# [Document extract]
[BEGIN]
Tuesday, May 08, 2007

The wonders of Chapada Diamantina


The last few days I spent in Lençois visiting different sights of the stunning national park. The park is huge (1520 sq km) and has amazing waterfalls, swimming holes, caves and weirdly shaped mountains.

Lençois is a quiet pretty little town, apparently Jimmy Page liked it so much that he built a house here. In the past the area also attracted diamond miners who searched the riverbeds for the precious stones. Now - since it has become mainly a national park it attracts loads of tourists. Well, I could not quite experience that since it is - as I mentioned before - off-season and really quiet everywhere. The good thing about it is that in youth hostels I usually have the whole dorm for myself and that I meet many more locals - mostly the ones that normally work in tourism but now have little or nothing to do and are happy to have a chat or show me around. Also, our tour groups had most of the sights for ourselves. If you want to visit the sights of the national park you need to book a "passeio" (a tour). Some people also go on 3-day-hikes with guides and camping equipment but most people just go on 1-day-trips (lazy people like me :)
[END]
(A block of data)
[BEGIN]
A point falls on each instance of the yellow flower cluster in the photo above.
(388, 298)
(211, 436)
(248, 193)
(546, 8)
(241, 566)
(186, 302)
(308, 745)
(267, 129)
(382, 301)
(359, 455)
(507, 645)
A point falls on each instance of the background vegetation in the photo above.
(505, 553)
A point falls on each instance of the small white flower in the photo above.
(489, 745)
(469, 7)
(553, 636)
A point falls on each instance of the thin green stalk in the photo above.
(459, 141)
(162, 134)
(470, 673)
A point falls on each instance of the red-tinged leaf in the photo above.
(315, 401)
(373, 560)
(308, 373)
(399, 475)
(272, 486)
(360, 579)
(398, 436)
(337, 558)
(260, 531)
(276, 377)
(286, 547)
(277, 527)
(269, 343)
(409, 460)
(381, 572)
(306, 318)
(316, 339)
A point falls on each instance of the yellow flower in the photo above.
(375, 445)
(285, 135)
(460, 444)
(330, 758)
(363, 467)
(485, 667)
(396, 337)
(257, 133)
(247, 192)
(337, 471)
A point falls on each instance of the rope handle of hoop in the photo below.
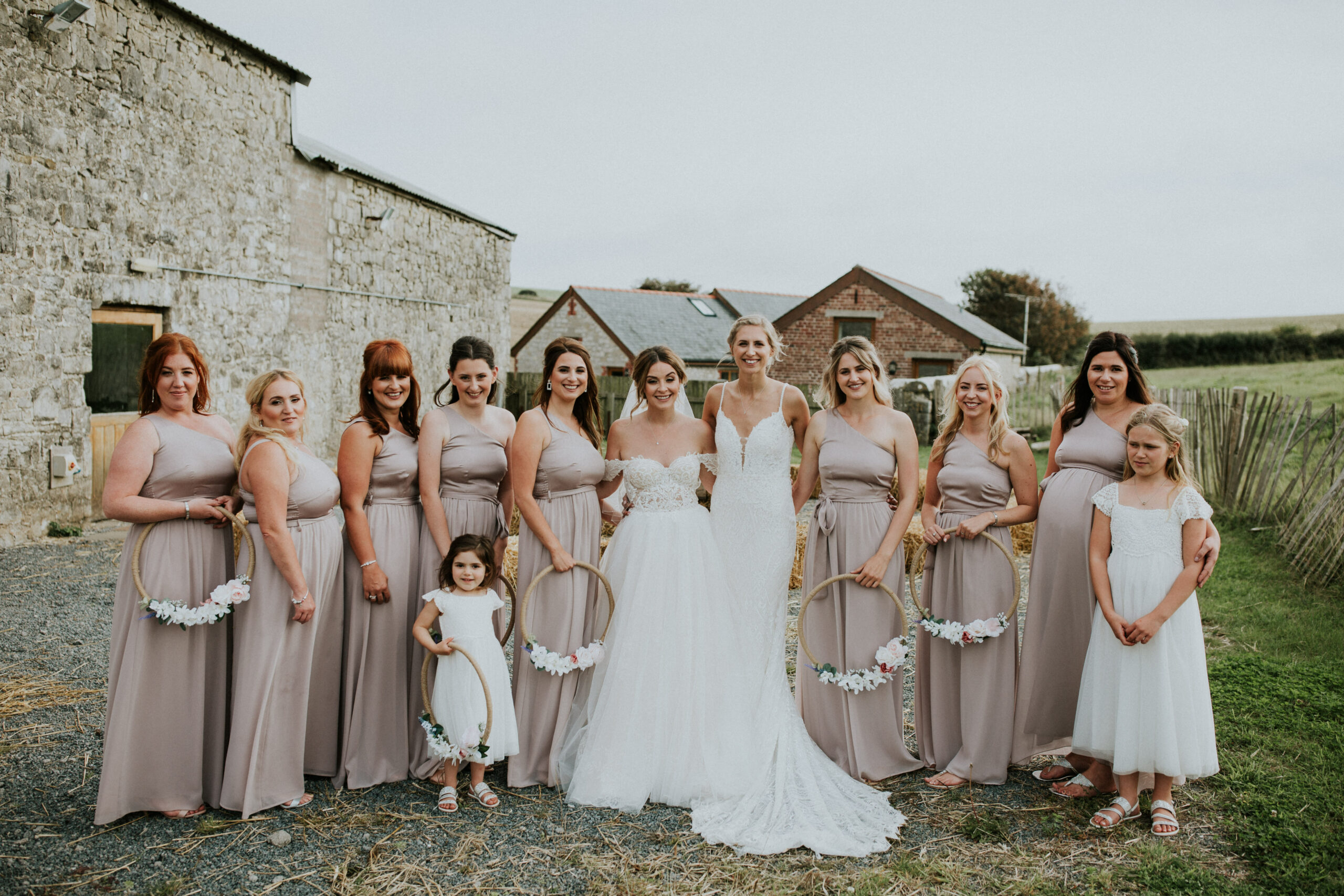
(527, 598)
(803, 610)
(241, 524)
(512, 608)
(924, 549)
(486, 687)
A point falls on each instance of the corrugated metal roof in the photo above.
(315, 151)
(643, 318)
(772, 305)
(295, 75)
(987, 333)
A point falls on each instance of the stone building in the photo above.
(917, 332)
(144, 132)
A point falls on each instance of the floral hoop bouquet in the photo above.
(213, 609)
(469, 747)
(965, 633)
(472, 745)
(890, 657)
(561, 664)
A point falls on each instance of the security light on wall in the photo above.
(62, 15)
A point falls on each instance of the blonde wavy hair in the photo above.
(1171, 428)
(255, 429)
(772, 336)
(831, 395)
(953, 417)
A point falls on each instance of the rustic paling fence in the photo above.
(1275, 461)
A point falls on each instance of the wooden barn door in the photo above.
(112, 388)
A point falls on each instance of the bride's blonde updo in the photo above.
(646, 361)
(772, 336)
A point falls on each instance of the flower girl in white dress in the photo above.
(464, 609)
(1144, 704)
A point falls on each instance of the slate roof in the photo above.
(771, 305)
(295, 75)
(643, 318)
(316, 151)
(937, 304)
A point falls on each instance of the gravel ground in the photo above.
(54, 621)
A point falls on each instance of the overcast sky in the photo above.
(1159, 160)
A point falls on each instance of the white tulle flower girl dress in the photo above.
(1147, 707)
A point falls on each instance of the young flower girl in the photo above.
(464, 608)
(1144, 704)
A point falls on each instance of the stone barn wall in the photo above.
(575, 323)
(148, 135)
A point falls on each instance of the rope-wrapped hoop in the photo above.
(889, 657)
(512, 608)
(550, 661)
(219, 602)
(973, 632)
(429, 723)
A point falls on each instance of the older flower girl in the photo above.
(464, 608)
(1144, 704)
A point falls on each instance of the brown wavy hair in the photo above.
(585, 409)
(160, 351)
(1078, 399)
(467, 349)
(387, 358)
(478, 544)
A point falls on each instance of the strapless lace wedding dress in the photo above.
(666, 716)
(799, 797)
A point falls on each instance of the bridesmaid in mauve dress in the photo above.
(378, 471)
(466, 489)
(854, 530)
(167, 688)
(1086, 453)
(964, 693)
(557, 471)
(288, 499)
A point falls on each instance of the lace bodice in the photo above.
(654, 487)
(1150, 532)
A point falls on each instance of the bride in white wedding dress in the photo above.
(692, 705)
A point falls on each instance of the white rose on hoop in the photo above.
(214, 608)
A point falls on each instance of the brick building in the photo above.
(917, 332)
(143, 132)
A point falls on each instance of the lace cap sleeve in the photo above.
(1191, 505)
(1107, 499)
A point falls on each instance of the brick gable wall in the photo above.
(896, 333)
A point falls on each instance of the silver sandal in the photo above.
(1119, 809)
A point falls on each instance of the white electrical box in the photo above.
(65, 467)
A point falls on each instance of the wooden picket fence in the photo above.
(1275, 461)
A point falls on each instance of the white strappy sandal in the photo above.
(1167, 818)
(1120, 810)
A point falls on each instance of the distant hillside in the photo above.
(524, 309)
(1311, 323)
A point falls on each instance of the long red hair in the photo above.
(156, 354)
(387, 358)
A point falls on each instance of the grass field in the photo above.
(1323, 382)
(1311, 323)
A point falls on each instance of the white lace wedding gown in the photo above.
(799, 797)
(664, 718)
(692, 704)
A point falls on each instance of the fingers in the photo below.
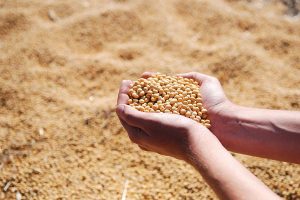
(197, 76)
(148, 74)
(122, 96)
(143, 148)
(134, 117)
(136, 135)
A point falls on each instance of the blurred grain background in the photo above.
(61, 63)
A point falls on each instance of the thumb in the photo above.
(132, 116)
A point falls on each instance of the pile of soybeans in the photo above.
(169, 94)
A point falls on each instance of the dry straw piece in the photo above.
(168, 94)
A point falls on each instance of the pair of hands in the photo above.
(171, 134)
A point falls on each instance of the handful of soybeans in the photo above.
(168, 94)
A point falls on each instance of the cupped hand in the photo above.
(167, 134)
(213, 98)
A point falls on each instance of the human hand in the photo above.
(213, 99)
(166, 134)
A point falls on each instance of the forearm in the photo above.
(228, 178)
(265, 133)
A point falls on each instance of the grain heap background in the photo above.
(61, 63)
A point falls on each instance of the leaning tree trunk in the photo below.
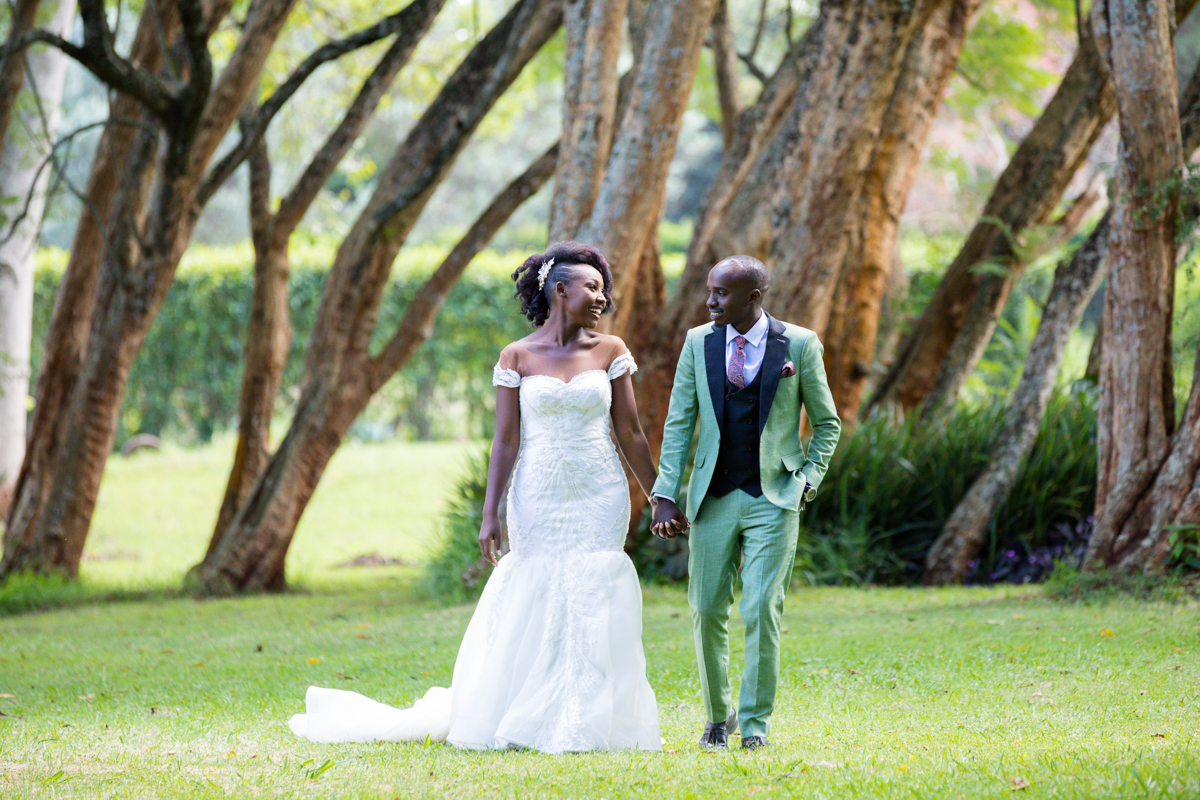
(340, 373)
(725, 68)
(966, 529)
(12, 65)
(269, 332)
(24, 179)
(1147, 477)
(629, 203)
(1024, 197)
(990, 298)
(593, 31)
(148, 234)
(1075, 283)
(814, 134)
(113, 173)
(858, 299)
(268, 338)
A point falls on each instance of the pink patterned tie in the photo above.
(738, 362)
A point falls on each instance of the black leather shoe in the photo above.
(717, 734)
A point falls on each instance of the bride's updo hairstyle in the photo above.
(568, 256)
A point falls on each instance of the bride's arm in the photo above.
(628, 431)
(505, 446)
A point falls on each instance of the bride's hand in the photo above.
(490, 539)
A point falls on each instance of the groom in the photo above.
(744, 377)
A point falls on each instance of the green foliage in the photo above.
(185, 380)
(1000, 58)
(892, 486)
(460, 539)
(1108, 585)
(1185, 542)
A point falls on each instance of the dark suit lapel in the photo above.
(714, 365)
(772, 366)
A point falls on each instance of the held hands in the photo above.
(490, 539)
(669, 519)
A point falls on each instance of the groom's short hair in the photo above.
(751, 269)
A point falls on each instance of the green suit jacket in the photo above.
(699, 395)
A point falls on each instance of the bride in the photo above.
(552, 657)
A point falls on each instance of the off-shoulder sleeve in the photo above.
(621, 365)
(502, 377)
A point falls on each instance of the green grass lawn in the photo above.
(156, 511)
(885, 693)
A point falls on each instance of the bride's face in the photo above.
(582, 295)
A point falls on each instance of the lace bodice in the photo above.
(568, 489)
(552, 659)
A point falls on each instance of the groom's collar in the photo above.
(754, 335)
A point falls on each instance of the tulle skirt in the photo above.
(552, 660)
[END]
# [Actions to take]
- 1) Write out the part of the Chapada Diamantina post from "The wonders of" to "weirdly shaped mountains.".
- 2) According to the Chapada Diamantina post, how large is the national park?
- 3) Carry on the Chapada Diamantina post from the last sentence shown.
The listing has no connection to the blog post about Chapada Diamantina.

# [The answers]
- 1)
The wonders of Chapada Diamantina


The last few days I spent in Lençois visiting different sights of the stunning national park. The park is huge (1520 sq km) and has amazing waterfalls, swimming holes, caves and weirdly shaped mountains.

- 2) 1520 sq km

- 3)
The 1-day-trips I did were really exceptional: I did not expect so many highlights and beautiful and extraordinary sights and activities (o.k., I did not go for the 400 m high base-jump, just looking down a rock face that is 400 m high was enough adrenalin - for the "irish" readers: just imagine the cliffs of Moher x 4, it is scaaary...)

I booked my tours with the agency "Chapada Adventure" and I was quite happy with them.
The first trip was filled with manifold attractions: We hiked along Rio Mucugezinho, which has - like all the rivers there - a reddish color due to the iron in the water. We went swimming in the "Poço do Diavo" - a spectacular waterfall with a huge pool of dark red water, swimming in pools of that colour took me a while to get used to.

Then we went cave snorkelling in the "Gruta da Prainha", which felt like being in a suspense movie, swimming around pitch black caves with only small torches to see the way, beautifully scary.
We visited the "Gruta Azul", the first cave with mystical blue light I ever saw. It comes from a combination of minerals in the water (I've been told it is "calcario, carbonato de cálcio, magnezio" and natural sunlight), it is absolutely beautiful.



We also did a short hike up to "Pai Inácio", a weirdly shaped mountain that gives a 360 degree view of even more weirdly shaped mountains (that is the first picture on top of this post).

After that we did a 1 hour hike through an 800 m long cave, "Gruta Lapa Doce", which is full of stalactites and enormous like an oversized cathedral.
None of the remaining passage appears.